Selection
____
Info Details
Country USA   
Type Dark   (70%)
Strain Amazon   
Source Indonesia   (Bali)
Flavor Spices & Herbs   
Style Classic      
A bar less about chocolate itself (as good as it regrets) & more about the philosophy Tri Hita Karana. Instead of Buddha Zen’s complicated 8-fold path, Hindus believe in just 3 causes of happiness: good relations with God, with other people, & with the environment (echoed in the Hebraic tikkun olam – repair the world).

Bali om shanti

Iseh im Morgenlicht, by Walter Spies (1938)
Appearance   4.4 / 5
Color: magenta cast in medium brown
Surface: shallow print & scoring; swales & dimples on the back
Temper: semi-gloss
Snap: a glockenspiel - excellent; sheered edge
Aroma   9.8 / 10
finely serene & elaborate in its simplicity: peaceful teak & clove w/ buttered bamboo -> aerates to linden, ginger, & Buddha's Hand Citron - lemon balm plus whispering lilac, then olive oil; stunning (even as it opens out to coffee)
Mouthfeel   12.3 / 15
Texture: kind wax
Melt: tranquil
Flavor   43.9 / 50
surf ‘n turf: deep aquatic well of volcanic chocolate fig -> vanilla (for classic chocolate hit) -> coral lemon -> all set in a stand of linden & bamboo expressing clove, sun-dried tomato, & tartaric acid interpreted as tamarind tang -> blends up tamarillo (tomato / pasion fruited) -> soft butter pecan -> flattens toward cashew w/ stronger wood tannins (teak) creating embittered background where dreams go to die -> grounds out to semi-harsh Arabica coffee -> diffuse wattleseed... signaling a gong never truly hung let alone rung; sassafras aftermath
Quality   17.9 / 20
How does one spell Amano? Respect, dedication, technical knowledge & artistic talent. Here’s a risky location with very pronounced terroir that lends complicated & sometimes undesirable flavors to the finished product.
____
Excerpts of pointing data

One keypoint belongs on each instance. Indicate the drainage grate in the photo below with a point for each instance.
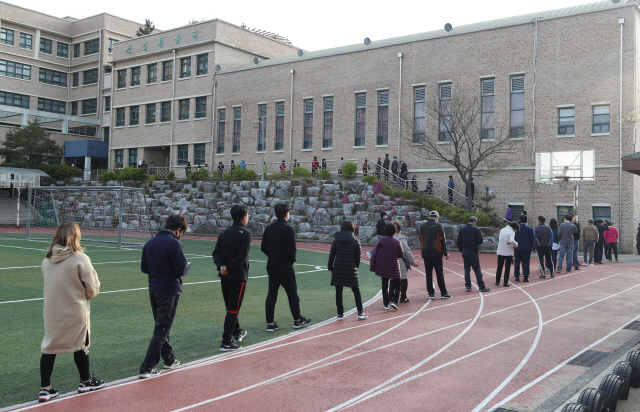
(635, 325)
(589, 358)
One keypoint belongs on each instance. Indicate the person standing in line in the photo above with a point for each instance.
(522, 253)
(506, 243)
(344, 261)
(231, 257)
(163, 260)
(589, 239)
(611, 239)
(279, 244)
(69, 283)
(469, 238)
(385, 262)
(544, 241)
(433, 244)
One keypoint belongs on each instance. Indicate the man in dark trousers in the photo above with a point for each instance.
(163, 260)
(543, 242)
(279, 244)
(522, 254)
(231, 257)
(469, 238)
(434, 245)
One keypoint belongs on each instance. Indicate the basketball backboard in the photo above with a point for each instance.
(554, 166)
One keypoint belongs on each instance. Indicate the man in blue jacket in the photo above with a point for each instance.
(522, 253)
(163, 260)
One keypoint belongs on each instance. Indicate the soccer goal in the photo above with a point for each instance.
(118, 215)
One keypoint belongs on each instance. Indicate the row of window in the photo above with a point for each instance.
(167, 71)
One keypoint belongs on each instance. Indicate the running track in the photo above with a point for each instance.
(475, 352)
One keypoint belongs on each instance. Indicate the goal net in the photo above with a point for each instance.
(118, 215)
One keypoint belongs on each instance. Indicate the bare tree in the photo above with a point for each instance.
(460, 129)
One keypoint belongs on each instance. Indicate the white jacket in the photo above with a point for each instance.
(506, 241)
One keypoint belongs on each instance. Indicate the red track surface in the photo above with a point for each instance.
(465, 354)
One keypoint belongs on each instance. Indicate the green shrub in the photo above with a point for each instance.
(349, 170)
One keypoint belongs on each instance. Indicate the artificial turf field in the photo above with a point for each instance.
(121, 319)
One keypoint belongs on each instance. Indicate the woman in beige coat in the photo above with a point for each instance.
(69, 283)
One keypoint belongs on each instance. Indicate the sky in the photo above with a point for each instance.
(326, 24)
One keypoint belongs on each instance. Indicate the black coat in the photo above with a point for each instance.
(344, 259)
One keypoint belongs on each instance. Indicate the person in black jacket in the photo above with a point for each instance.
(279, 244)
(163, 260)
(231, 256)
(344, 261)
(469, 238)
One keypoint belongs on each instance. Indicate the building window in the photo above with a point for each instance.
(221, 130)
(361, 114)
(383, 118)
(46, 46)
(327, 131)
(53, 106)
(237, 127)
(184, 109)
(185, 67)
(517, 107)
(419, 101)
(600, 119)
(566, 121)
(26, 41)
(445, 113)
(14, 99)
(120, 117)
(122, 79)
(134, 115)
(183, 154)
(167, 70)
(151, 113)
(201, 107)
(307, 143)
(135, 76)
(118, 157)
(203, 64)
(91, 47)
(17, 70)
(488, 109)
(133, 157)
(166, 112)
(152, 73)
(6, 36)
(198, 154)
(279, 144)
(89, 106)
(90, 76)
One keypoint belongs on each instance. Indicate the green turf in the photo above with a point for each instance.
(122, 324)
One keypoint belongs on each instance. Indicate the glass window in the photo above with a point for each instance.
(201, 107)
(152, 73)
(600, 119)
(134, 115)
(46, 46)
(517, 107)
(361, 113)
(203, 64)
(185, 67)
(307, 142)
(151, 113)
(135, 76)
(13, 69)
(166, 112)
(63, 50)
(26, 41)
(221, 130)
(279, 144)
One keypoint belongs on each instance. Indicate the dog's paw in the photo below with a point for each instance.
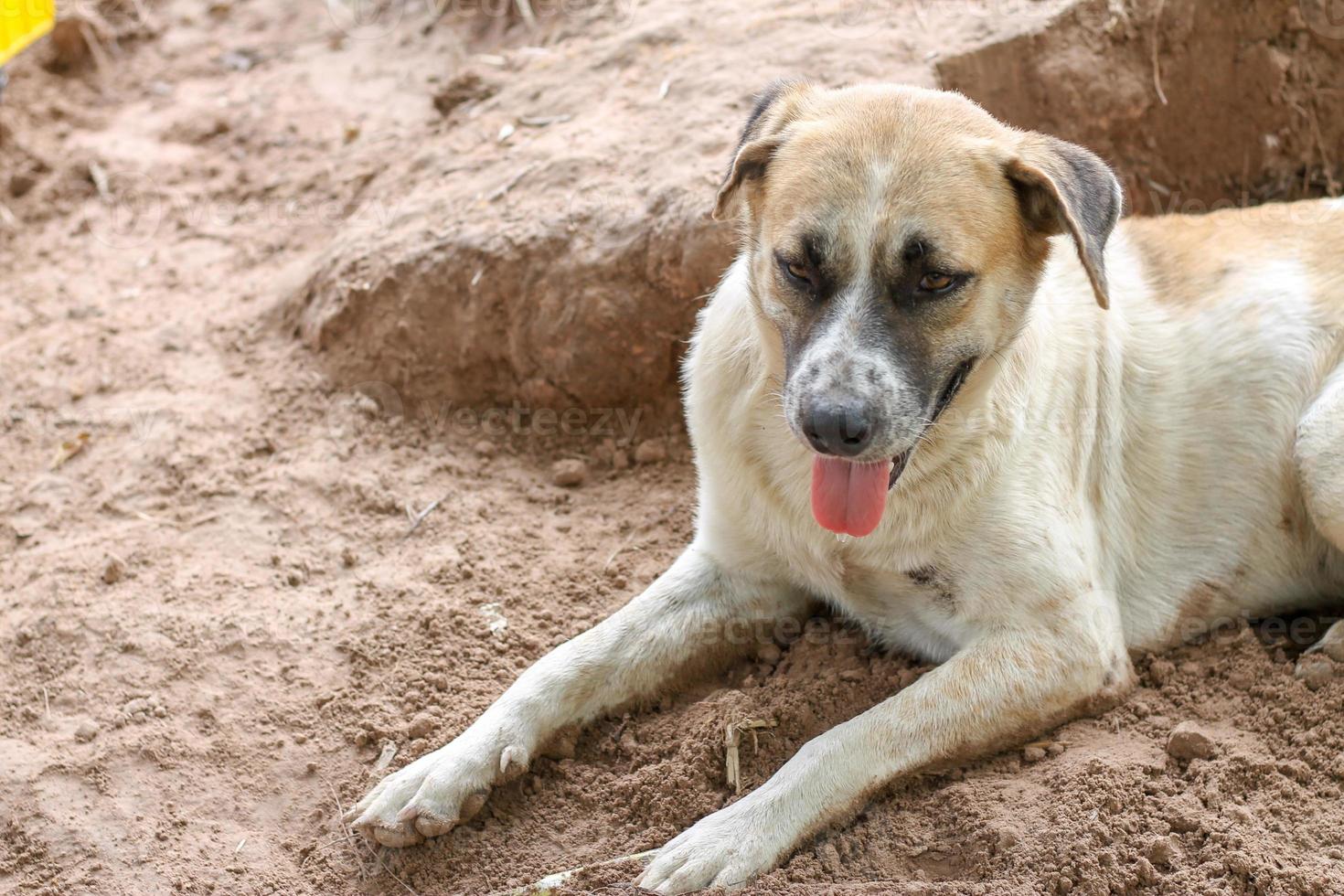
(725, 849)
(434, 793)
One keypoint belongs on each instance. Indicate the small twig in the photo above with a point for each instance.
(731, 747)
(99, 175)
(500, 191)
(1157, 69)
(388, 870)
(349, 833)
(420, 517)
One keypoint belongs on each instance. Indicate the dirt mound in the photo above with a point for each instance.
(1198, 103)
(218, 623)
(549, 242)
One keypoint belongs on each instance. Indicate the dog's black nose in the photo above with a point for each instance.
(839, 427)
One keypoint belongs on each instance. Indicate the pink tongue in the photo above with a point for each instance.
(848, 497)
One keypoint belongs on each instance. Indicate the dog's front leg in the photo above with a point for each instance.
(695, 613)
(1011, 683)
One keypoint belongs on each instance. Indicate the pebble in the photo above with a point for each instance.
(651, 452)
(421, 726)
(20, 185)
(569, 473)
(1189, 741)
(114, 570)
(1163, 852)
(1315, 670)
(1161, 670)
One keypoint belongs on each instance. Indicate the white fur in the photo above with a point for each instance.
(1105, 477)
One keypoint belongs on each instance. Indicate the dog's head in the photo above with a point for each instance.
(895, 240)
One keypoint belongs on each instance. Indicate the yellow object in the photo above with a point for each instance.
(22, 22)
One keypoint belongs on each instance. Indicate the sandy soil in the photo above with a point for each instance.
(217, 623)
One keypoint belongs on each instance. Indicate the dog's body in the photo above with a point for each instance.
(1070, 484)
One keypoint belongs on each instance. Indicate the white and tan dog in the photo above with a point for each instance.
(914, 347)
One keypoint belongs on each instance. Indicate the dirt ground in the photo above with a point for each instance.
(218, 624)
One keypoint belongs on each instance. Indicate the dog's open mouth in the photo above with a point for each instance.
(849, 497)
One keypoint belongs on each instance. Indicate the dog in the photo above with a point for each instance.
(946, 391)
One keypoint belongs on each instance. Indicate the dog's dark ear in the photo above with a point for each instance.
(761, 137)
(1067, 189)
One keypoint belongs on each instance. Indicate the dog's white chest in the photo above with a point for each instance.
(915, 607)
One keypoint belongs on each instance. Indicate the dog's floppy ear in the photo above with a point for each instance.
(761, 137)
(1067, 189)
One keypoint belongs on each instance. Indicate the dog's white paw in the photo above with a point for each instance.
(725, 849)
(434, 793)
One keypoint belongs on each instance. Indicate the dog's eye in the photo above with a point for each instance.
(937, 283)
(797, 272)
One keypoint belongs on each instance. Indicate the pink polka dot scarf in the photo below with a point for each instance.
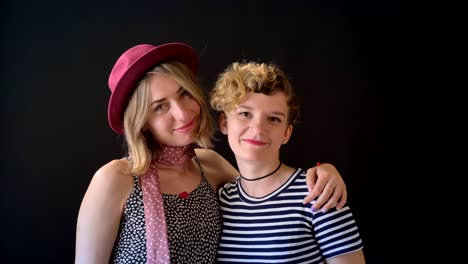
(157, 249)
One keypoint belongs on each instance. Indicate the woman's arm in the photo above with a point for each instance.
(100, 213)
(326, 183)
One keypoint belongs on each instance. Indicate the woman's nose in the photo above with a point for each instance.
(179, 111)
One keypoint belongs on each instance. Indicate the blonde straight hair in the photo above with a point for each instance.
(141, 145)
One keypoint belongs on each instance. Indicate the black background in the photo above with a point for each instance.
(357, 67)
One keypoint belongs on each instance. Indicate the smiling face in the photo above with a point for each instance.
(174, 114)
(257, 127)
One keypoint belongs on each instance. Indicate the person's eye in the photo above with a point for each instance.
(185, 93)
(244, 114)
(160, 107)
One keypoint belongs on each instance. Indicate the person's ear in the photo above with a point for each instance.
(223, 123)
(287, 134)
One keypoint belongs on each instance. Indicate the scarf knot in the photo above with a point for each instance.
(157, 249)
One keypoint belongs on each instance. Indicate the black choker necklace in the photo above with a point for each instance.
(259, 178)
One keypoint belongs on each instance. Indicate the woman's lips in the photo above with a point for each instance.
(186, 127)
(255, 142)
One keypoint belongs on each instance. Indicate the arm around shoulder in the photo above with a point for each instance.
(355, 257)
(100, 212)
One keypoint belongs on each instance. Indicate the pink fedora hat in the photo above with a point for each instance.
(132, 66)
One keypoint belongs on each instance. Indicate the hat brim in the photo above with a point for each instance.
(129, 80)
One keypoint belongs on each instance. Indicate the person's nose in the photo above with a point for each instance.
(258, 124)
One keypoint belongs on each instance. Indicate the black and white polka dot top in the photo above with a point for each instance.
(193, 226)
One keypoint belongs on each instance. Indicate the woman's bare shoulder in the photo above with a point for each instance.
(113, 178)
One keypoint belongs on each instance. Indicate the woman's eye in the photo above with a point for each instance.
(185, 93)
(275, 119)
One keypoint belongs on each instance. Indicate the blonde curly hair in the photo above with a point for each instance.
(242, 78)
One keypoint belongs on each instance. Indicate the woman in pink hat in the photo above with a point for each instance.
(159, 204)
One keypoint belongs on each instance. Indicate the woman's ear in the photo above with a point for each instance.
(222, 123)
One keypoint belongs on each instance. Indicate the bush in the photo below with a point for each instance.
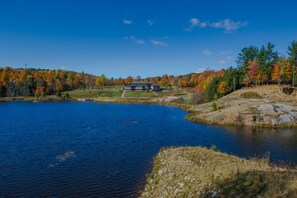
(250, 95)
(214, 106)
(213, 147)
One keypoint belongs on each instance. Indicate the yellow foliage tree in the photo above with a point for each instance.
(223, 86)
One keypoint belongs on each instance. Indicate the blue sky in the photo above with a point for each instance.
(133, 37)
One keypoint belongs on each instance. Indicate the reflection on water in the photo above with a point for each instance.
(105, 150)
(280, 144)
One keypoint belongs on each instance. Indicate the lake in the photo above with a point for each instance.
(84, 149)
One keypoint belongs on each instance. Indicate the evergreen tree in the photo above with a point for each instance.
(292, 52)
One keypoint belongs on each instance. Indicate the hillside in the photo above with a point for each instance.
(200, 172)
(261, 106)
____
Your objective
According to the chocolate review, what are the three causes of happiness in which Hindus believe?

Solved exercise
Good relations with God, with other people, and with the environment.